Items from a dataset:
○ ○ ○ ○ ○ ○ ○
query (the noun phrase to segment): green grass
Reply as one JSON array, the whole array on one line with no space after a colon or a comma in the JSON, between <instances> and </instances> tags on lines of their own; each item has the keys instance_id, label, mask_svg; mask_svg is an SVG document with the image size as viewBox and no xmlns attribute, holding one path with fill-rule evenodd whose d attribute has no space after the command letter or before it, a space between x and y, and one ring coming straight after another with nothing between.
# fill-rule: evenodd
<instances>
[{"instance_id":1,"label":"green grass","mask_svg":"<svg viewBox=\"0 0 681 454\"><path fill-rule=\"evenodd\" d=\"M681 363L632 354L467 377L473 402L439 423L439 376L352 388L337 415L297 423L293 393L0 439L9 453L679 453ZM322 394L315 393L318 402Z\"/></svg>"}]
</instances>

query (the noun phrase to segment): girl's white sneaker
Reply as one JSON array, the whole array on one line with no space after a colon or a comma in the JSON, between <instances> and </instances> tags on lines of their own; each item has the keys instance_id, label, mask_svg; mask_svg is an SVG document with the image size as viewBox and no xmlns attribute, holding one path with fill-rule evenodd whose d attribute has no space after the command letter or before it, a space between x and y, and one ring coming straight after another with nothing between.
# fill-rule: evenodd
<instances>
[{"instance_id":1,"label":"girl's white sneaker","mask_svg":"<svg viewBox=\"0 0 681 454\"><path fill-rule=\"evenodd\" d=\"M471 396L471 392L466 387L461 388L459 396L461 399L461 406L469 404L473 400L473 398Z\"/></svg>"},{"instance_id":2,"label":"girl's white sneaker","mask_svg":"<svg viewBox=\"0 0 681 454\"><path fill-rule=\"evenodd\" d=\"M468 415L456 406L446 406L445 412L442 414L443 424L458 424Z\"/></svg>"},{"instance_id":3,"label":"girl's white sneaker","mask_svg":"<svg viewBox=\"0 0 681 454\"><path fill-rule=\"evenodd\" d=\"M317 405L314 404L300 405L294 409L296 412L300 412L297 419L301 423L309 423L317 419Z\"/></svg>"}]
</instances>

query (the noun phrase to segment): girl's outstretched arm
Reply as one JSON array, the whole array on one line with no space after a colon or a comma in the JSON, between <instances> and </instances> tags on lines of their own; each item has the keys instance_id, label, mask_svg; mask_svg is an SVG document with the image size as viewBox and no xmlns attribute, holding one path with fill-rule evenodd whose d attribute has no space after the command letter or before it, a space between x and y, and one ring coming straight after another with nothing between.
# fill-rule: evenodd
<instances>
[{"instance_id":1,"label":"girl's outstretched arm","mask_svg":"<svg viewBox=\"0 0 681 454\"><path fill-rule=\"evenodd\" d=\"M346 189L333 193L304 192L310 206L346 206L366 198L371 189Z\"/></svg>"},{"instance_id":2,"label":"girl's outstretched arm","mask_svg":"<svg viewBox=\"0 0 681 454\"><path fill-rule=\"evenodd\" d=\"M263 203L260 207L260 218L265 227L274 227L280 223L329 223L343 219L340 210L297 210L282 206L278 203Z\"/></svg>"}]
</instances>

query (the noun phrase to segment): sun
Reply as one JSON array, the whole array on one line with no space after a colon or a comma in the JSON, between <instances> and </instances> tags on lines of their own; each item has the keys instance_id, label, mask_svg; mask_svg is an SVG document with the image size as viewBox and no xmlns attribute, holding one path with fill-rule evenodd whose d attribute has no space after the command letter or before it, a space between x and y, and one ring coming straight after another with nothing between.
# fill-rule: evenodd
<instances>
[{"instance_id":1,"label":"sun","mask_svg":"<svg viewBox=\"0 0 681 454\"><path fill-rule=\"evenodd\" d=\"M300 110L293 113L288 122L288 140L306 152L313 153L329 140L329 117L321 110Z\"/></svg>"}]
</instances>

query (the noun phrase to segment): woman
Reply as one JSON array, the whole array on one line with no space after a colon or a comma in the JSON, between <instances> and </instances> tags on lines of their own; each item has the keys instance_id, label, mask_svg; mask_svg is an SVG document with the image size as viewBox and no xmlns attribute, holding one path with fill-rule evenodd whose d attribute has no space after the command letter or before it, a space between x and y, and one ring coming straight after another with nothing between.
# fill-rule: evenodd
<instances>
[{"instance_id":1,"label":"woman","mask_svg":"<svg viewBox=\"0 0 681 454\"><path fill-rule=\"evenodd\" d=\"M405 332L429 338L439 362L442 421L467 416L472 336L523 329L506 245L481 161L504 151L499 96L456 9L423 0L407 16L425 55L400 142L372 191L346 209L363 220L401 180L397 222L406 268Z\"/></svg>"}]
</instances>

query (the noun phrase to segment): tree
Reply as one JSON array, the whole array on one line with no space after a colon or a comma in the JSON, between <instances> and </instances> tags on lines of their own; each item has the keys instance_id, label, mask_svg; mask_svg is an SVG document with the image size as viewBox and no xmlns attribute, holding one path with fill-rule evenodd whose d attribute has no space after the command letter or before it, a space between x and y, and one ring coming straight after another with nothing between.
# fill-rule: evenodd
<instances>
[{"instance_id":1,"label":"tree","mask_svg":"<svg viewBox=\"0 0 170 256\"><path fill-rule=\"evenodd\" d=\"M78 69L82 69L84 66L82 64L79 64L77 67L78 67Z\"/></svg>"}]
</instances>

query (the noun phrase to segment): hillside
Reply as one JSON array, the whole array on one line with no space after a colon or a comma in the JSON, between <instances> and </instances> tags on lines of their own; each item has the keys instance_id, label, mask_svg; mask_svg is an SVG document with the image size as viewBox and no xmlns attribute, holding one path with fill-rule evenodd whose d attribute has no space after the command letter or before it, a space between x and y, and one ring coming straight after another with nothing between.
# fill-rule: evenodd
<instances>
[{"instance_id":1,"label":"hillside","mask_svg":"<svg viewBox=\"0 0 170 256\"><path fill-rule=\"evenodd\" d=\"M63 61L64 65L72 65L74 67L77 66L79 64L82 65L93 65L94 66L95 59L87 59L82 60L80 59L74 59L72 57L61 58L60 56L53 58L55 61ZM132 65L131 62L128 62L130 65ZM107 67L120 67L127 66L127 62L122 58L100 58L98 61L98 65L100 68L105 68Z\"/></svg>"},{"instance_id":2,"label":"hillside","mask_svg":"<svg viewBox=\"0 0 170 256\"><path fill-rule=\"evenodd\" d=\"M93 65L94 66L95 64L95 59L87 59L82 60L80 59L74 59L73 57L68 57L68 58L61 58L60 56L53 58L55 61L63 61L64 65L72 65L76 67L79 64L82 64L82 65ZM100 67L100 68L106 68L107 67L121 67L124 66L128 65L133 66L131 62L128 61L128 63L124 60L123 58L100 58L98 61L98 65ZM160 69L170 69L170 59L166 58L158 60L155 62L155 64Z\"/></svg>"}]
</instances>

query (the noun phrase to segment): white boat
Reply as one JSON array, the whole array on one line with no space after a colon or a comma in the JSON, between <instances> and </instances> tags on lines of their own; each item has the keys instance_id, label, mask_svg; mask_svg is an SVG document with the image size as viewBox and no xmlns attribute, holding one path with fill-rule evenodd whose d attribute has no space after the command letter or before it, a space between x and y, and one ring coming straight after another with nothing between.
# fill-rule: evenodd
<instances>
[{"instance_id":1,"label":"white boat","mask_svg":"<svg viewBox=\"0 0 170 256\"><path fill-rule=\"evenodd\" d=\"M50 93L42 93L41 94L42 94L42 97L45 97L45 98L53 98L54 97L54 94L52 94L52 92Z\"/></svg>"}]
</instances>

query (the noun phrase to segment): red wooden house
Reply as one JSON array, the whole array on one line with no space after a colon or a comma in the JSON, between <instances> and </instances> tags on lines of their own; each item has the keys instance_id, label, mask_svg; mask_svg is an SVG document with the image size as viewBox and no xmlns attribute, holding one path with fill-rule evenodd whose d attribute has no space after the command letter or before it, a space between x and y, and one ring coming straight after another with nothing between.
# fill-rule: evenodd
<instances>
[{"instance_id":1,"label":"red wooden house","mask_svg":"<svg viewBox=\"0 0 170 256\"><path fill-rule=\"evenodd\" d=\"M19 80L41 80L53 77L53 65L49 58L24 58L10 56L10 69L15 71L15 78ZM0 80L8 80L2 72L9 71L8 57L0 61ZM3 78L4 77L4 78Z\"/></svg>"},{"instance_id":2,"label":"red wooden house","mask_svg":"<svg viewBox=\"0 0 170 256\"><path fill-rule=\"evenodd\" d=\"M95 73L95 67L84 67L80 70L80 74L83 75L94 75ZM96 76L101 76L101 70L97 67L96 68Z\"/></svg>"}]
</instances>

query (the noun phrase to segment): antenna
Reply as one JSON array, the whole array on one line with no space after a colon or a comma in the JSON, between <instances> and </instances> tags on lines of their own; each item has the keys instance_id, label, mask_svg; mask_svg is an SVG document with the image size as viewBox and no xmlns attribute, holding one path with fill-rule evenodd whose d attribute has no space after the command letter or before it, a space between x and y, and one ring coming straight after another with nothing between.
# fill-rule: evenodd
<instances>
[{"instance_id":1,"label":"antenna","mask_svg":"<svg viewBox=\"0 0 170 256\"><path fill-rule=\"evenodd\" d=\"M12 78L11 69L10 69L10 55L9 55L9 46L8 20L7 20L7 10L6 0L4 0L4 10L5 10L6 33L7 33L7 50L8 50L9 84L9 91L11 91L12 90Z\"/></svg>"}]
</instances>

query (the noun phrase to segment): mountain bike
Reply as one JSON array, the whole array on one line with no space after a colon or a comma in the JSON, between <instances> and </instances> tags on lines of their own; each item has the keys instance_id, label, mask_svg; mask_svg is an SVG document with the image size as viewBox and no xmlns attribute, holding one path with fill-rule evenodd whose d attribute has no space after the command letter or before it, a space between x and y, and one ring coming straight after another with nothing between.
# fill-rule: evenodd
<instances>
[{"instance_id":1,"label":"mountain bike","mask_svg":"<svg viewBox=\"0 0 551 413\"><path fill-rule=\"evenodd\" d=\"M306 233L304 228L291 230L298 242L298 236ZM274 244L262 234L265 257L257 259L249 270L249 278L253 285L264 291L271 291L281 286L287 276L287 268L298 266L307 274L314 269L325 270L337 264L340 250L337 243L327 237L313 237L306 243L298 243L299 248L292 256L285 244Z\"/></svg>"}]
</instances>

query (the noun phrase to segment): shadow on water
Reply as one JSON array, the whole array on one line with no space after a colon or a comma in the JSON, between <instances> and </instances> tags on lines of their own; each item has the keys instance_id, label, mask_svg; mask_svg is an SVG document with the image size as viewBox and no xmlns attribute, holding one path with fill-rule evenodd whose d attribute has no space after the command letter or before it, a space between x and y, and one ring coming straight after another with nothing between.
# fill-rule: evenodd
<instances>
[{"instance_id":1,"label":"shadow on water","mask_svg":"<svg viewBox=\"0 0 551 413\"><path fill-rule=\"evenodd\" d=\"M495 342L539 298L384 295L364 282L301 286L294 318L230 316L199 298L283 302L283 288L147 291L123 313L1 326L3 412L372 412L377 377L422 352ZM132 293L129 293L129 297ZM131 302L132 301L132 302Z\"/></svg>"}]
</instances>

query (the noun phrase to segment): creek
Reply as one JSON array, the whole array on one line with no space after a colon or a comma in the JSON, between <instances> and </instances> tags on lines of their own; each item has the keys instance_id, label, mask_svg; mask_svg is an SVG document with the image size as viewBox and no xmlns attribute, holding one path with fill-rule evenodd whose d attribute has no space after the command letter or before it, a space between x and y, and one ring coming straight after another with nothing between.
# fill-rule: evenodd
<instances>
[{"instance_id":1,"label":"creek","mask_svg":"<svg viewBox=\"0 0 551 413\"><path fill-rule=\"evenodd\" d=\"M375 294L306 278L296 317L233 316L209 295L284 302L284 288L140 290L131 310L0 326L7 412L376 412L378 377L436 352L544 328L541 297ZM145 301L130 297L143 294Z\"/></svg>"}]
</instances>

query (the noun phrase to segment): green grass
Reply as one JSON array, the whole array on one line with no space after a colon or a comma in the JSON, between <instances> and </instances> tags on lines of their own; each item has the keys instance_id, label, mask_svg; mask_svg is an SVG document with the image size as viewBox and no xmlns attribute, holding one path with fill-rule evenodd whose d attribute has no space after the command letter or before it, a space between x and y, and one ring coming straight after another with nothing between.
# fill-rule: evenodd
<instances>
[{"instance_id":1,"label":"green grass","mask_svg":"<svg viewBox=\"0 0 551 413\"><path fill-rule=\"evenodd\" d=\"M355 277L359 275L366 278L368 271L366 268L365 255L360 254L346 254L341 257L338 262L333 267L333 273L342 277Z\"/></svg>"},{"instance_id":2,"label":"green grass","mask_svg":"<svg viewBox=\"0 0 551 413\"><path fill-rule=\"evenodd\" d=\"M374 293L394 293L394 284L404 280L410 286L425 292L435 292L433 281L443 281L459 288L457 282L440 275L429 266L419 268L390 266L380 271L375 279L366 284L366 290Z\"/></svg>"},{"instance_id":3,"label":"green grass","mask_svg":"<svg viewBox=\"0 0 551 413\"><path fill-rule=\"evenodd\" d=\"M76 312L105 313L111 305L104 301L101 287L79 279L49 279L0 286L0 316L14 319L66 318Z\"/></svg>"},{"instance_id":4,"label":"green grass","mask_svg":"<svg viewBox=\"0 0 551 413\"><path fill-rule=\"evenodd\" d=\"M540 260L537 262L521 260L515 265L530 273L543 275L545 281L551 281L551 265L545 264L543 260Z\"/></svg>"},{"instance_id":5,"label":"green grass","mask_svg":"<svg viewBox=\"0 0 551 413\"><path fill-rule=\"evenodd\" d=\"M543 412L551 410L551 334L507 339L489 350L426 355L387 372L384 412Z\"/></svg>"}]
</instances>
○ ○ ○ ○ ○ ○ ○
PROBLEM DESCRIPTION:
Count the lines above that contain the word "woman", and give only the number.

RESULT OF THE TASK:
2